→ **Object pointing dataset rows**
----------------------------------------

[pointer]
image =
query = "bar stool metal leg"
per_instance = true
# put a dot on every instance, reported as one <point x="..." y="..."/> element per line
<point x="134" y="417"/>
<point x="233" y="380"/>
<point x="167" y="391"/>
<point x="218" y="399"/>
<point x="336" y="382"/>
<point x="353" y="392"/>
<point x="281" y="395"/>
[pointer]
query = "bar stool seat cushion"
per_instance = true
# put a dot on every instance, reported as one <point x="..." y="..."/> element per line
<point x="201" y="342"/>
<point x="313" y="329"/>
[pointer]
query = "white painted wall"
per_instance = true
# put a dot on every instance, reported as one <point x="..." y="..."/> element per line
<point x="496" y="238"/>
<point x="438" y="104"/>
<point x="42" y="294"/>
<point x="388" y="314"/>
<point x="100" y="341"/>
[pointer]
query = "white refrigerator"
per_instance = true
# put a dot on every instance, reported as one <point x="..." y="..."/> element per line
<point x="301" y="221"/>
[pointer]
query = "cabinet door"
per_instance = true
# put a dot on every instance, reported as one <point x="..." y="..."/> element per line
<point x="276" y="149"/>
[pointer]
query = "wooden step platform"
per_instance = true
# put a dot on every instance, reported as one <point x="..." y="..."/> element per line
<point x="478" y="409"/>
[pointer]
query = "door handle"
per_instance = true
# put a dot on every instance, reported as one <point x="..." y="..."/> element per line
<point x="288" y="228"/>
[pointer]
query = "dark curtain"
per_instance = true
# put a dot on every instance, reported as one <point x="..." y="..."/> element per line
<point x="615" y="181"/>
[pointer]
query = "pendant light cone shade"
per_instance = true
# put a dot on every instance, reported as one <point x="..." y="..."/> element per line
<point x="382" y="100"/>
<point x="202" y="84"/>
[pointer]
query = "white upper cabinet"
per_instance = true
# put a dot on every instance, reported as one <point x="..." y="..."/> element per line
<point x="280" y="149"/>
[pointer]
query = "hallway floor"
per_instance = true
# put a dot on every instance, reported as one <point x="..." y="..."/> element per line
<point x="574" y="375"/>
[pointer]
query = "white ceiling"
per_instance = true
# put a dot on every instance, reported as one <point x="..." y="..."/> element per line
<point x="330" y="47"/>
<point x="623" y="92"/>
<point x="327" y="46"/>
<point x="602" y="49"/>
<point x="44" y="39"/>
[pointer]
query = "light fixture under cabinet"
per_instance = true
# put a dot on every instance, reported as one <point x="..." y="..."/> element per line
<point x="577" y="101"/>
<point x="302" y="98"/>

----------------------------------------

Output an exact copy of each record.

[pointer]
image =
query = "bar stool metal leg"
per_instance = true
# put a dot on every instance, reported as one <point x="..." y="..."/> element per line
<point x="134" y="417"/>
<point x="233" y="380"/>
<point x="167" y="391"/>
<point x="218" y="399"/>
<point x="336" y="382"/>
<point x="353" y="392"/>
<point x="281" y="395"/>
[pointer]
query = "bar stool seat cushion"
per_instance = true
# put a dot on every instance, reported as one <point x="..." y="..."/> element per line
<point x="201" y="342"/>
<point x="313" y="329"/>
[pointer]
query = "white painted wall"
per_instance = true
# put a dot on every instance, reported as one <point x="..." y="..."/> element per line
<point x="496" y="238"/>
<point x="438" y="104"/>
<point x="42" y="294"/>
<point x="388" y="314"/>
<point x="100" y="341"/>
[pointer]
query = "white refrigerator"
per_instance = true
# put a dot on every instance, reported as one <point x="..." y="..."/> element per line
<point x="301" y="221"/>
[pointer]
query = "cabinet door"
per_instance = true
# put a dot on every instance, reported as one <point x="..." y="..."/> element per line
<point x="276" y="149"/>
[pointer]
query = "wooden step platform"
per_instance = true
# put a dot on every instance, reported as one <point x="..." y="..."/> element per line
<point x="478" y="409"/>
[pointer]
query = "door handle"
per_instance = true
# put a dot on every instance, reported as one <point x="..." y="..."/> element per line
<point x="288" y="228"/>
[pointer]
query = "dark curtain"
per_instance = true
# put a dot on every instance, reported as one <point x="..." y="..."/> element per line
<point x="615" y="181"/>
[pointer]
query = "pendant light cone shade"
per_instance = true
# put a dot on every instance, reported as one <point x="..." y="..."/> element per line
<point x="382" y="100"/>
<point x="202" y="84"/>
[pointer]
query = "white upper cabinet"
per_instance = true
# put a dot on every instance, reported as one <point x="..." y="..."/> element per line
<point x="280" y="149"/>
[pointer]
query = "hallway floor"
per_instance = true
# put a dot on every instance, reported as one <point x="..." y="..."/> element per line
<point x="574" y="375"/>
[pointer]
query = "white ceiling"
per_instance = true
# put a dot on every instance, reported as one <point x="..." y="..."/> element per line
<point x="330" y="47"/>
<point x="623" y="92"/>
<point x="327" y="46"/>
<point x="602" y="49"/>
<point x="44" y="39"/>
[pointer]
query = "light fixture under cabinet"
per_instance = true
# put a dot on every instance, reported as one <point x="..." y="..."/> element per line
<point x="577" y="101"/>
<point x="302" y="98"/>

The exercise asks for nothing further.